- What to do
Reproduce each of the rows below word for word, leaving nothing out and changing nothing.

[Items stored from a collection]
■ ■ ■ ■
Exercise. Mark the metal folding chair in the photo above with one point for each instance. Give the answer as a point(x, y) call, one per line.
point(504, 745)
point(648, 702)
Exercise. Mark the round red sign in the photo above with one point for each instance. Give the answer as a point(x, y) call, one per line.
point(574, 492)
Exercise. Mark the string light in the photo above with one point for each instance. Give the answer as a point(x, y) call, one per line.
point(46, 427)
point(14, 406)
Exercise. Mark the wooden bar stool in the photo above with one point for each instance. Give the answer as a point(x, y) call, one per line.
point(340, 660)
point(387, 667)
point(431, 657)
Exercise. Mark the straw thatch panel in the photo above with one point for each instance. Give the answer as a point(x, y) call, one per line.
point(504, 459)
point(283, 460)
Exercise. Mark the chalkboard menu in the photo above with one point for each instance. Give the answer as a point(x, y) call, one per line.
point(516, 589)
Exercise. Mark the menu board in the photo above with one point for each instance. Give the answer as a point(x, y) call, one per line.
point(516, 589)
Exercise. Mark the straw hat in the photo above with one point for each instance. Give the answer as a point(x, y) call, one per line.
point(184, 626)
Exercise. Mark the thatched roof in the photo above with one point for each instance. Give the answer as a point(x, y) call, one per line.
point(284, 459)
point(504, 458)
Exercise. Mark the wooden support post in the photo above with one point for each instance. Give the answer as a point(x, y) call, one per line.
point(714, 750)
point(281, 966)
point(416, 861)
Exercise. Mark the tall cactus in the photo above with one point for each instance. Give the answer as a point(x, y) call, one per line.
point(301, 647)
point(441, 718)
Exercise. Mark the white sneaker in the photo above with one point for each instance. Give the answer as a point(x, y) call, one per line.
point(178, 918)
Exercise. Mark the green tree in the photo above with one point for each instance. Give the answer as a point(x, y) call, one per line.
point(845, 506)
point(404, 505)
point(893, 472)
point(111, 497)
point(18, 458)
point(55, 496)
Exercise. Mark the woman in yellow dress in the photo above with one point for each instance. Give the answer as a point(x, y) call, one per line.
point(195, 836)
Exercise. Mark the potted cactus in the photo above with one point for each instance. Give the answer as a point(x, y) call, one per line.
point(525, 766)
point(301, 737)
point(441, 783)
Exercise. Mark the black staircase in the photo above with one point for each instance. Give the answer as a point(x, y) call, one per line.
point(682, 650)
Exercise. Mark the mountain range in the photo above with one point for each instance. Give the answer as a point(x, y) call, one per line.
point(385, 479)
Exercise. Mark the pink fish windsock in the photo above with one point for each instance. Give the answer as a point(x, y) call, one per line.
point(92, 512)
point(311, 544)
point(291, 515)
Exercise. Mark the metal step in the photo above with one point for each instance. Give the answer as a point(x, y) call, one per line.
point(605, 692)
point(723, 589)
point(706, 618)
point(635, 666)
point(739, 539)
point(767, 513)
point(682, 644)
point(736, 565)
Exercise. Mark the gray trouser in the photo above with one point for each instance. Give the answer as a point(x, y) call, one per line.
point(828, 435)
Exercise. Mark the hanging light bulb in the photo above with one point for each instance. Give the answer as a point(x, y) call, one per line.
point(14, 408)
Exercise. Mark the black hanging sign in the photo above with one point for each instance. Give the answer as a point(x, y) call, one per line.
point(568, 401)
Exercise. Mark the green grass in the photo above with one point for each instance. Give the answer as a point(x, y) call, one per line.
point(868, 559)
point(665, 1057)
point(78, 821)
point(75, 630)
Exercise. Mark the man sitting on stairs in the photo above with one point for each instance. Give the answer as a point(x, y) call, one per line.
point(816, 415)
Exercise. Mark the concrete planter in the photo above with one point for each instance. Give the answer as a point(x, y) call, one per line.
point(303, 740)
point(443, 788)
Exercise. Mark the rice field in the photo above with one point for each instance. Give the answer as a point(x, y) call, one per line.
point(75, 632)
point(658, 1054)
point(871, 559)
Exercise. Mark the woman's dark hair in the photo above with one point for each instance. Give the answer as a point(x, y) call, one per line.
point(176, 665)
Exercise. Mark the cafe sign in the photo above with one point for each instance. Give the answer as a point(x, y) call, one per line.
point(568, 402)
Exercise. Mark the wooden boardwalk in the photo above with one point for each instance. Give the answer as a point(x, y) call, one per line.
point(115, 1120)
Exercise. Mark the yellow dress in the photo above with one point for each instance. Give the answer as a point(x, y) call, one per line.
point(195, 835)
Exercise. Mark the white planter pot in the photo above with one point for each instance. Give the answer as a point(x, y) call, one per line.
■ ■ ■ ■
- Response to the task
Exercise. Mark the metal folding chair in the photo above with one point for each instance. Give the answer as a point(x, y) call, one per line.
point(504, 745)
point(648, 702)
Exercise. Mark the round red sign in the photo above with one point for each instance. Give the answer as a point(x, y) call, one per line.
point(574, 492)
Exercise. Mark the string light in the photo above with one point for each instance. Give the answer as a point(x, y) call, one per line.
point(46, 427)
point(14, 406)
Exercise. Mark the wooden bar stool in the photo above with one point for each instance. Give the answer as a point(x, y) call, one per line.
point(340, 660)
point(387, 667)
point(431, 657)
Exercise. Mark the straw thatch panel in the photo above with one point for each instance. Give the answer as a point(x, y) call, one per line.
point(504, 459)
point(283, 460)
Exercise. Mark the chalkboard menu in the photo above with one point for each instance. Give the answer as a point(x, y) call, one per line.
point(516, 589)
Exercise. Mark the menu board in the photo above with one point for each instance. Give the answer as a point(x, y) call, one per line.
point(516, 589)
Exercise. Mark the straw hat in the photo above with one point for each instance. Give the answer as a point(x, y) call, one per line.
point(184, 626)
Exercise. Mark the thatched roof in the photo above with one point for each instance. Give the answer as a point(x, y) call, one per line.
point(284, 459)
point(504, 458)
Exercise. Mark the wooden support post in the photo above with one point for each instance. Give the answer as a point(x, y) call, one per line.
point(714, 750)
point(281, 966)
point(416, 861)
Exercise. Mark the tall cactus in the photo above with one point for each instance. Give the answer as a point(x, y) call, one per line.
point(301, 647)
point(441, 718)
Exercise. Mark the white sneaker in the photo above with one point for each instance. Give the answer as a point(x, y) call, one per line.
point(178, 918)
Exercise. Mark the green tree in the photo above with one point for each instance. Give the answer as a point(x, y) call, one per line.
point(845, 506)
point(404, 505)
point(893, 472)
point(111, 497)
point(18, 458)
point(55, 496)
Exercise. Mark the woman in yellow dress in the photo above with one point for each instance. Give the answer as a point(x, y) call, one per line.
point(195, 836)
Exercise. Mark the potted cactus in the photo above with one point for each instance. Give the answer as a point(x, y) call, one per line.
point(525, 766)
point(301, 737)
point(441, 783)
Exercise. Mark the black staircase in the photo above with one point for each instance. Give the answer as a point(x, y) call, one per line.
point(682, 650)
Exercise. Mark the mountain range in the photo above with one point for each instance. Give the answer as a point(x, y) call, one per line.
point(385, 479)
Exercise. Mark the pink fish windsock in the photo above with one point for each instance. Give the answer as a point(x, y) call, one per line.
point(92, 512)
point(311, 544)
point(291, 515)
Exercise. Mark the metal step in the photo above with one point for each instance. Give the answer as a point(x, y) call, one per line.
point(605, 692)
point(723, 589)
point(706, 618)
point(635, 666)
point(739, 539)
point(767, 513)
point(682, 644)
point(736, 565)
Exercise. Mark the gray trouser in the photo above with one point for each instance. Give the answer as a point(x, y) call, one per line.
point(828, 435)
Exercise. Mark the hanging light bulb in the photo above with one point for each instance. Give the answer as a point(x, y) call, one per line.
point(14, 408)
Exercise. Mark the black hanging sign in the photo above with one point for each instance. Give the answer as a point(x, y) call, one per line.
point(568, 401)
Exercise. Mark the green grass in the photo above with one point for each instance. Give the answer as a point(x, y) call, one per line.
point(868, 559)
point(665, 1057)
point(78, 821)
point(75, 630)
Exercise. Mark the man sitting on stairs in the photo above with one point for each instance. Give the answer as a point(x, y) call, one per line.
point(816, 415)
Exercise. Mark the concrete planter in the photo above with one point for each instance. Give the answer as a point(x, y) call, one per line.
point(303, 740)
point(443, 788)
Exercise. Mark the rice field in the photo above with one point for each instance. Give the answer as a point(x, y) call, one per line.
point(75, 632)
point(658, 1054)
point(871, 559)
Exercise. Mark the woman's dark hair in the photo above with one point for each instance. Give the answer as a point(x, y) call, one per line.
point(176, 665)
Exercise. Mark the cafe sign in the photo above with one point for each instance. Give the answer as a point(x, y) call, one per line.
point(568, 402)
Exercise. Mark the wooden boardwalk in the photo above with one point for each instance. Give the answer as a point(x, y) call, one per line.
point(115, 1120)
Exercise. Mark the yellow dress in the photo above with one point for each instance. Give the answer as a point(x, y) call, one per line.
point(195, 835)
Exercise. Mark the white planter pot in the photo above with one point for each instance. Give the answer as a point(x, y) call, one per line.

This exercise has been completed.